— start of SELECTED EXCERPT —
Swedish postcard. Axel Eliassons Konstförlag, Stockholm, No. 350. Anders de Wahl in the stage play Äventyret aka Äfventyret by Valentin Le Barroyer, performed at the Dramaten theatre in Stockholm in 1915, under direction of Karl Hedberg. Photo Hofatelier Jaeger, 1915.

 

Anders de Wahl (1869-1956) was a very popular and prolific Swedish stage actor, who also had small but significant film career.
— end of SELECTED EXCERPT —
— start of ENTRIES PROVIDED —
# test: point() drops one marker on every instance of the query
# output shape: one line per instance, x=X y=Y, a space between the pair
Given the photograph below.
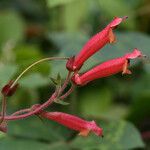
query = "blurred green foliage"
x=31 y=30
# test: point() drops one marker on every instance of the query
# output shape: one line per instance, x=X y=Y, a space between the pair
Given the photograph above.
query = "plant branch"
x=37 y=62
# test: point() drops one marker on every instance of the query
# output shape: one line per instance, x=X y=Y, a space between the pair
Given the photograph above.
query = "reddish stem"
x=15 y=115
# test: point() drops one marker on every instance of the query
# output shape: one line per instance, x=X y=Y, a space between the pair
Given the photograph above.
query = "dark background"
x=34 y=29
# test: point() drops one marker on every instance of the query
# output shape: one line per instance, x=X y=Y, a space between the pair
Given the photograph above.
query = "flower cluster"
x=107 y=68
x=74 y=65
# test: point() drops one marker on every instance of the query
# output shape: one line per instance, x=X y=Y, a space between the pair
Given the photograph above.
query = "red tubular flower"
x=73 y=122
x=94 y=44
x=107 y=68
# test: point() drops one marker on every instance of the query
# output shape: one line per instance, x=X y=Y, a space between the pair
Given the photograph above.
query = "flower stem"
x=37 y=62
x=3 y=111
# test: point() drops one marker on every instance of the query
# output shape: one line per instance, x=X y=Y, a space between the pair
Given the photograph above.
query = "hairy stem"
x=37 y=62
x=3 y=111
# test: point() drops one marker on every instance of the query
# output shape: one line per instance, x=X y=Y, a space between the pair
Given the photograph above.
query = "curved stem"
x=65 y=83
x=37 y=62
x=3 y=111
x=37 y=110
x=15 y=115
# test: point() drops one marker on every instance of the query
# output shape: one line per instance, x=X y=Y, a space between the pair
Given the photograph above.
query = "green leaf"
x=28 y=54
x=11 y=27
x=33 y=80
x=119 y=135
x=33 y=128
x=56 y=81
x=72 y=21
x=54 y=3
x=95 y=101
x=118 y=8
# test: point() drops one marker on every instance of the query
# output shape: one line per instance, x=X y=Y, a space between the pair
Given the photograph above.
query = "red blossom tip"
x=117 y=21
x=74 y=123
x=136 y=53
x=7 y=90
x=69 y=64
x=95 y=43
x=107 y=68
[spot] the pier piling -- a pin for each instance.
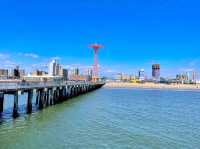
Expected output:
(1, 102)
(29, 101)
(15, 106)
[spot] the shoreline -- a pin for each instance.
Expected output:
(152, 86)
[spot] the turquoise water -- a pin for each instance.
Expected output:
(110, 118)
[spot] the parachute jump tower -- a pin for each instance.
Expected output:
(95, 47)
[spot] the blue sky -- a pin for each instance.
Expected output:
(135, 34)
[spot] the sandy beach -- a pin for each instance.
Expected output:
(151, 85)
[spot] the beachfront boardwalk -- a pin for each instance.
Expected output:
(47, 93)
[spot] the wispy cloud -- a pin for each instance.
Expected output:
(4, 56)
(32, 55)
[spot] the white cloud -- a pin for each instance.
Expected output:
(32, 55)
(4, 56)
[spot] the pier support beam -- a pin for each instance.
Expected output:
(37, 97)
(1, 102)
(41, 99)
(29, 101)
(15, 106)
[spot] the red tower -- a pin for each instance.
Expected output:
(95, 47)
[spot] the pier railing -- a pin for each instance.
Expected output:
(29, 85)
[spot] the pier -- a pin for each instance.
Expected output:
(46, 93)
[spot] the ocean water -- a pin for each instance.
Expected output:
(108, 118)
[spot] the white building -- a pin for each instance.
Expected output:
(54, 68)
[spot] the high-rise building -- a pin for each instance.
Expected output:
(64, 73)
(16, 73)
(75, 72)
(119, 77)
(141, 75)
(3, 73)
(156, 72)
(54, 68)
(89, 74)
(39, 73)
(21, 72)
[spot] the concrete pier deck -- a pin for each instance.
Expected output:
(47, 93)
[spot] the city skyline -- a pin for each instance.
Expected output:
— end of ENTRIES PROVIDED —
PARTS OF THE EXERCISE:
a. List every four-digit year that the postcard description mentions, giving each year once.
b. Using only the postcard description, explain in one to three sentences what production the postcard shows and who made the photograph.
c. Please retype the stretch of the postcard description from "Swedish postcard. Axel" through "Hofatelier Jaeger, 1915.".

SOLUTION LIST:
a. 1869, 1915, 1956

b. The postcard shows Anders de Wahl in the stage play Äventyret (also called Äfventyret) by Valentin Le Barroyer, performed at the Dramaten theatre in Stockholm in 1915 under the direction of Karl Hedberg. The photograph was taken by Hofatelier Jaeger in 1915.

c.
Swedish postcard. Axel Eliassons Konstförlag, Stockholm, No. 350. Anders de Wahl in the stage play Äventyret aka Äfventyret by Valentin Le Barroyer, performed at the Dramaten theatre in Stockholm in 1915, under direction of Karl Hedberg. Photo Hofatelier Jaeger, 1915.